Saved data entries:
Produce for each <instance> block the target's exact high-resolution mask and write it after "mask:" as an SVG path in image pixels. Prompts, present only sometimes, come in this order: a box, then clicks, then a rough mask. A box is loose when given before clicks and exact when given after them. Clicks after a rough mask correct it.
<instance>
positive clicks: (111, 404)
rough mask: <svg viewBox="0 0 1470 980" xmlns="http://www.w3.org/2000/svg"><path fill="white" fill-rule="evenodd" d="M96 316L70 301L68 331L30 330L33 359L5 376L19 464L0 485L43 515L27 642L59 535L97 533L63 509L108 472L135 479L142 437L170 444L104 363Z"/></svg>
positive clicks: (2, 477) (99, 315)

* * *

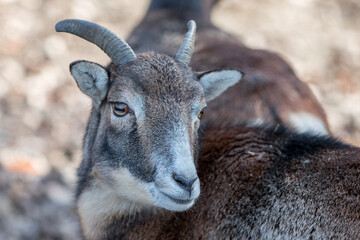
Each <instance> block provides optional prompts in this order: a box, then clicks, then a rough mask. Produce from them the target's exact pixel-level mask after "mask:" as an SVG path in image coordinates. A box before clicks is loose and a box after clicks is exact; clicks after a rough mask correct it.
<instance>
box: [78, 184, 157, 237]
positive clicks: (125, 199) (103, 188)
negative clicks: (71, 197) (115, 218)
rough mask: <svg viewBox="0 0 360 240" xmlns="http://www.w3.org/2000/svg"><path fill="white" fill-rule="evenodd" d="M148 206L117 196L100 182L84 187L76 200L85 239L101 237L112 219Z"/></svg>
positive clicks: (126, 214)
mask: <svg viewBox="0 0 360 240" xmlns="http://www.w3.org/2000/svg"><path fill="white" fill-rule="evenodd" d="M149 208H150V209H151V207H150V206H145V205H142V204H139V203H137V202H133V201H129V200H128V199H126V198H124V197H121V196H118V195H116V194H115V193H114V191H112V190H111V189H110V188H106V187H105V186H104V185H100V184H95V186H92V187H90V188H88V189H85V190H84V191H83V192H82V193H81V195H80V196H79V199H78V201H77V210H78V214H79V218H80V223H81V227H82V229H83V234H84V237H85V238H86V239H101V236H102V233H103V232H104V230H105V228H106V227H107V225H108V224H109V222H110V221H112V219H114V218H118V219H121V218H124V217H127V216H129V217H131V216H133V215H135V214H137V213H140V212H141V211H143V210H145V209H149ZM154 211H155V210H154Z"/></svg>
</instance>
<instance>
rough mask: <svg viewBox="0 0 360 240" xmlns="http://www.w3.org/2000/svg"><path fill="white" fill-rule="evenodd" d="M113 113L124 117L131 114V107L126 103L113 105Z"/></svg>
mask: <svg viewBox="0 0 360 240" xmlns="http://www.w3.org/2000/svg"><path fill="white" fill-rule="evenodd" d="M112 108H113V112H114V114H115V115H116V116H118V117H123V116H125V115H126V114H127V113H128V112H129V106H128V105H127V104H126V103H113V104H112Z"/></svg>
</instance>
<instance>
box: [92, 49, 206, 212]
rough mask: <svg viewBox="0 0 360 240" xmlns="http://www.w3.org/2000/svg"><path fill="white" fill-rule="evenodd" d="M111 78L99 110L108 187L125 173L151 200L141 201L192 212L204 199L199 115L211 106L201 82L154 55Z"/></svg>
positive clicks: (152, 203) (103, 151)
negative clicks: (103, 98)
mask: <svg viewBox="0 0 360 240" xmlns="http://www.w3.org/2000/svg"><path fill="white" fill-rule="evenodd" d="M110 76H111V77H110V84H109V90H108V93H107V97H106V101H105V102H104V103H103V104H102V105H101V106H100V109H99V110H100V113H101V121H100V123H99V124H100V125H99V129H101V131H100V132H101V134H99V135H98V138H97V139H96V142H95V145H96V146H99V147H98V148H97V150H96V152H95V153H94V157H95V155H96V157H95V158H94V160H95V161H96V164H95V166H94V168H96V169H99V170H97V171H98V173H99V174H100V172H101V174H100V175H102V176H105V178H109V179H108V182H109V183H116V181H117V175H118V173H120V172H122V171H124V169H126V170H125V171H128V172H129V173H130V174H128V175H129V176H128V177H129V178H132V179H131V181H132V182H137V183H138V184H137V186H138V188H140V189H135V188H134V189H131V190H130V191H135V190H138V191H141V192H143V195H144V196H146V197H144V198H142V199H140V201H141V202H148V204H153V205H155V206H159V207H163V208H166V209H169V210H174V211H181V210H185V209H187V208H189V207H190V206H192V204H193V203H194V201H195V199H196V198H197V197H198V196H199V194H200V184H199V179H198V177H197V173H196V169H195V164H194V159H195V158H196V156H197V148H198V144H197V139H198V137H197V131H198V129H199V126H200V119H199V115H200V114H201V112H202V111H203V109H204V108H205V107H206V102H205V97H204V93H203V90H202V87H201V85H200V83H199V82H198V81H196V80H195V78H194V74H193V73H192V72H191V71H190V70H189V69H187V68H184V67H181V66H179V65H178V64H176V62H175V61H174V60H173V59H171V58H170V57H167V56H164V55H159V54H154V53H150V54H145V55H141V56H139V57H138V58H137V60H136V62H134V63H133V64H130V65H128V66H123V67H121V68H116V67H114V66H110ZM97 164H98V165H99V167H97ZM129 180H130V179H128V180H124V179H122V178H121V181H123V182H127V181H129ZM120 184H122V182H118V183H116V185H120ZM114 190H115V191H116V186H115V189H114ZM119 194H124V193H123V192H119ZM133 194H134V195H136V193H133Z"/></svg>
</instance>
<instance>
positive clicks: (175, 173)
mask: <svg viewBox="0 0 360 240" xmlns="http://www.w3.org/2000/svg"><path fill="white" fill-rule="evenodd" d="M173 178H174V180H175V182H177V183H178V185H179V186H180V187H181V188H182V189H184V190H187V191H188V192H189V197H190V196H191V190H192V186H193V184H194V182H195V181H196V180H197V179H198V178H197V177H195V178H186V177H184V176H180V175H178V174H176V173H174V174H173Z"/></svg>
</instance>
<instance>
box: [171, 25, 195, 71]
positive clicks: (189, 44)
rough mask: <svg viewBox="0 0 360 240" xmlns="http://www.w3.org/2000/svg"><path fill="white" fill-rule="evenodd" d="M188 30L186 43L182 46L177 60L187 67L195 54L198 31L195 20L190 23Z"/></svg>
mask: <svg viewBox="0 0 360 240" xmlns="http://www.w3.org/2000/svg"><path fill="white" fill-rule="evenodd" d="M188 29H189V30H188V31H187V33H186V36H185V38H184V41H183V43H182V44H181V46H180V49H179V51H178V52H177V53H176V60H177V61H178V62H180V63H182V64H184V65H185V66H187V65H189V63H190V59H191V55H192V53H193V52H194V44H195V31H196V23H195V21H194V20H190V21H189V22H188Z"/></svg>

--

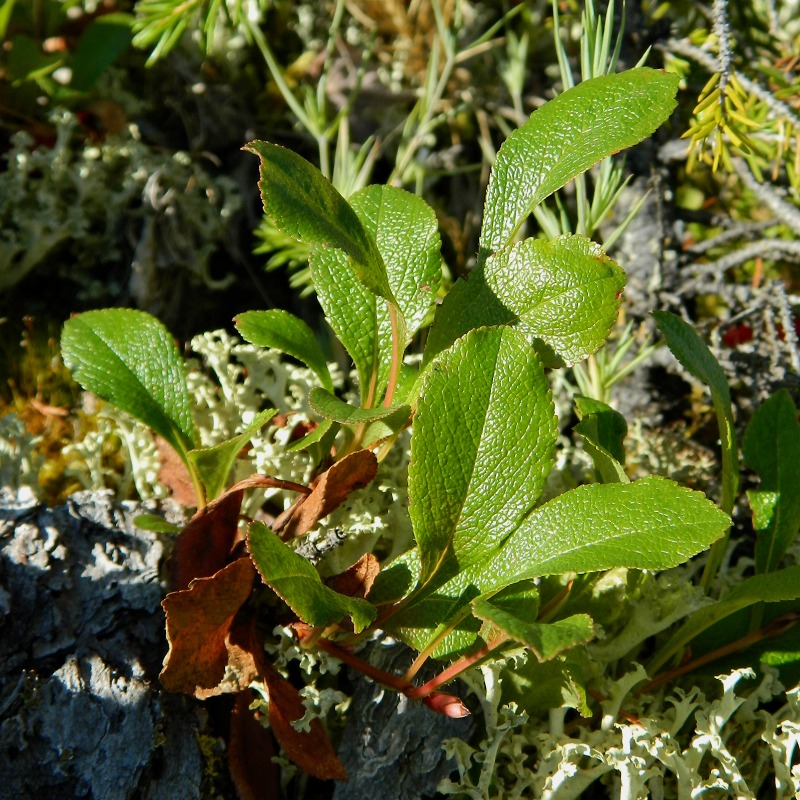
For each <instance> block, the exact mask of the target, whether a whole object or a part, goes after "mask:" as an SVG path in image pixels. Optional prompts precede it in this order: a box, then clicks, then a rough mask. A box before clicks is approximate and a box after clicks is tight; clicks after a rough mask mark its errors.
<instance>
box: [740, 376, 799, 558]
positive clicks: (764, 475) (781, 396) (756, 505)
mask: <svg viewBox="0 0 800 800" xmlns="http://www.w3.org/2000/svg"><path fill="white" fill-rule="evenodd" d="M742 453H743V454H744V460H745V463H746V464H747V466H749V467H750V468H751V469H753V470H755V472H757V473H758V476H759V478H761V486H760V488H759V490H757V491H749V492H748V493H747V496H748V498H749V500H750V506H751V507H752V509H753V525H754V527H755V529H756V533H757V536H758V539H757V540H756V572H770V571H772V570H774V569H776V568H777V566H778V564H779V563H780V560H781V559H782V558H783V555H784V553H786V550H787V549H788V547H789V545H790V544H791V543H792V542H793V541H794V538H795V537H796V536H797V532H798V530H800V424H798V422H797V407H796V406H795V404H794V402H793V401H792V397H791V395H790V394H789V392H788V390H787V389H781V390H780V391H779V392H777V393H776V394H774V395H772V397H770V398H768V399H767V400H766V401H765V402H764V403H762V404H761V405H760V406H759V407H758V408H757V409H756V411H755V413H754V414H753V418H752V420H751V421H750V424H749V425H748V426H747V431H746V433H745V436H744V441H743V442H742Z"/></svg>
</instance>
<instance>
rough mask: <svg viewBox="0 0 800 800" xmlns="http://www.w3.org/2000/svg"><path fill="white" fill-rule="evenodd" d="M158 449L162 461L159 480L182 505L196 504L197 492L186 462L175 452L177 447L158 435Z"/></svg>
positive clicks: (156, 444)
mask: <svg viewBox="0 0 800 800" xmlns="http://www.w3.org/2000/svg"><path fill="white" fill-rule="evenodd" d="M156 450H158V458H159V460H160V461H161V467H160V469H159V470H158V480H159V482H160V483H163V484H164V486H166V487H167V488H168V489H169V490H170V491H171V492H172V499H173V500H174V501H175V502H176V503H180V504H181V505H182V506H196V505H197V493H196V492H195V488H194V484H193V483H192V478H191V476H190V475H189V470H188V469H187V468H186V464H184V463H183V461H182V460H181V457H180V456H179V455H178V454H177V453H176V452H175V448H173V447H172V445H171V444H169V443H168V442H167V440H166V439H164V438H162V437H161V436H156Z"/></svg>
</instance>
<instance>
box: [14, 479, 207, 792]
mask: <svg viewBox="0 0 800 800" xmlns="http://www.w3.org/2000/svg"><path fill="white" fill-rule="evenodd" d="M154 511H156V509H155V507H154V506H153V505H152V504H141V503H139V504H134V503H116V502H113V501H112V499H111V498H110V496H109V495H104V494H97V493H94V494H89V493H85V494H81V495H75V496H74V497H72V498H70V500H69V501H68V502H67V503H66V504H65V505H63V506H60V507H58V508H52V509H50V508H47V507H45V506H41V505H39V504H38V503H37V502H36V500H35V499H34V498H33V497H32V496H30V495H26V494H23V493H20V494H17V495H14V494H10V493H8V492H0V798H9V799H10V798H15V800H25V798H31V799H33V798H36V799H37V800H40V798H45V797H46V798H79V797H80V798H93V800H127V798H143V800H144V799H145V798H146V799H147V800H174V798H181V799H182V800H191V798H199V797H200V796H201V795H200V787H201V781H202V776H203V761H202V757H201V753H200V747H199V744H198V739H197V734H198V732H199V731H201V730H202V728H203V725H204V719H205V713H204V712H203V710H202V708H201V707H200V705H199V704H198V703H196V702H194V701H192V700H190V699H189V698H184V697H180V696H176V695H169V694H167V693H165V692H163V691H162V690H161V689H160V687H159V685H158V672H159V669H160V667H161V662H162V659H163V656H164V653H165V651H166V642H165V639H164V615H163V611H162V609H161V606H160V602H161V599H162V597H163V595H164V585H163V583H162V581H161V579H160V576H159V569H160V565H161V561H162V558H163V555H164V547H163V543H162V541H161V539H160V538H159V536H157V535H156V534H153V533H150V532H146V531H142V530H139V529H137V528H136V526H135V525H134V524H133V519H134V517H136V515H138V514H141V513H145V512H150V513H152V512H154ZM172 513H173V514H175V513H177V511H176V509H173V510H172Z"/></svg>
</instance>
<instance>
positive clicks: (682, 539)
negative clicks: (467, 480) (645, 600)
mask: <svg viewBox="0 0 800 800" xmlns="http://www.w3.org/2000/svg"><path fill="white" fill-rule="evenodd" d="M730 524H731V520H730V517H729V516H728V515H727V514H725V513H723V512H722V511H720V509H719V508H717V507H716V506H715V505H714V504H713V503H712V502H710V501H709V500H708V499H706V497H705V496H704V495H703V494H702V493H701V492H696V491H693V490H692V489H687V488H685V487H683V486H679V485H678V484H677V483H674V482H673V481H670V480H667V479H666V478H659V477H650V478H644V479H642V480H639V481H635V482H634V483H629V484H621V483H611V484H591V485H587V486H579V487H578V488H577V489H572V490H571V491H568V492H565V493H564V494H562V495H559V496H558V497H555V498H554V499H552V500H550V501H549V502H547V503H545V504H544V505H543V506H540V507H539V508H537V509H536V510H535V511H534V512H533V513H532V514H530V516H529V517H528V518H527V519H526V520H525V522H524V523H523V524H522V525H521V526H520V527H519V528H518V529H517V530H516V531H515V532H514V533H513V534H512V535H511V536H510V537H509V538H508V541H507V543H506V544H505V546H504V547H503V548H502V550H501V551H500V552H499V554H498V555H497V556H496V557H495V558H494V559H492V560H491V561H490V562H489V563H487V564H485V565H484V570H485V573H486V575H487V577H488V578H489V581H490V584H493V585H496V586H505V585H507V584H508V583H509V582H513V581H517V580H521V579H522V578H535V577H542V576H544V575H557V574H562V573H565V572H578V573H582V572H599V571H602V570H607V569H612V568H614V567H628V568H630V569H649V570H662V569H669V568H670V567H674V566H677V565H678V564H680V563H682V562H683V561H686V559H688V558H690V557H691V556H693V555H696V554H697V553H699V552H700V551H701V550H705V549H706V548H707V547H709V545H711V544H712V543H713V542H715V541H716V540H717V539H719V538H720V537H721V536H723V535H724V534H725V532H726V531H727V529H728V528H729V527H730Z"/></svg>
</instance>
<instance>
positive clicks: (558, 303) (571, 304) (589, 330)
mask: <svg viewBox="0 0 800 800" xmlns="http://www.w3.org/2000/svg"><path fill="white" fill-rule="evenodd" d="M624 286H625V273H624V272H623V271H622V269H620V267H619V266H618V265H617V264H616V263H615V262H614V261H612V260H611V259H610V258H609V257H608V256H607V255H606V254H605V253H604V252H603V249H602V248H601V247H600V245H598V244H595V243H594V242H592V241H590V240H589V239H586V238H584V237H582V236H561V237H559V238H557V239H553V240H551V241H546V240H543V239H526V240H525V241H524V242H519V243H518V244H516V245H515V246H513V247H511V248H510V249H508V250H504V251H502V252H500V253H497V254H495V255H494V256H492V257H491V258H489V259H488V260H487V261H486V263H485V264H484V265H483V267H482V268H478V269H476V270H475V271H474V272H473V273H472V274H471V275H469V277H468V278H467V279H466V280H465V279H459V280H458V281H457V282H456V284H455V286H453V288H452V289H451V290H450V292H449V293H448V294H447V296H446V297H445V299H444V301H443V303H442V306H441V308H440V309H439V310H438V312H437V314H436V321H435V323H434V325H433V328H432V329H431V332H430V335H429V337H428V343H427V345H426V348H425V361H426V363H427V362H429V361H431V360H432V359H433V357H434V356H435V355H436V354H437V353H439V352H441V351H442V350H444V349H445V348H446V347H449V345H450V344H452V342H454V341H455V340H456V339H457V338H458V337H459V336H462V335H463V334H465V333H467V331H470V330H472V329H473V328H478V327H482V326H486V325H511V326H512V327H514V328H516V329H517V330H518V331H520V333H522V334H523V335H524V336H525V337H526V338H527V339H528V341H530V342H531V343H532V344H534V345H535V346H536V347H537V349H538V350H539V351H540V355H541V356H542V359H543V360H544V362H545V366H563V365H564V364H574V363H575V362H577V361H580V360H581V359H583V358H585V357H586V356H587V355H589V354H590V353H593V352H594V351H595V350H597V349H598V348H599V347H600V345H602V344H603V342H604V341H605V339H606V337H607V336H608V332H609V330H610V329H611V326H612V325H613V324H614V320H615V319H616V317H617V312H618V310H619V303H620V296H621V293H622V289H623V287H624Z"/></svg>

REQUEST:
Transcribe the rows above word for word, from the line containing "Each <instance> block provides" through the line containing "negative clicks: (71, 197) (115, 218)", including both of those lines.

ANSWER SPACE:
Each <instance> block provides optional prompts in this order: a box, then clicks, then a rough mask. Produce from them the target's exact pixel-level mask after "mask:" as an SVG path in image coordinates. A box before clicks is loose and a box after clicks is exact; clicks after a rough mask correct it.
<instance>
box: [78, 184, 157, 237]
positive clicks: (125, 199) (103, 188)
negative clicks: (71, 197) (115, 218)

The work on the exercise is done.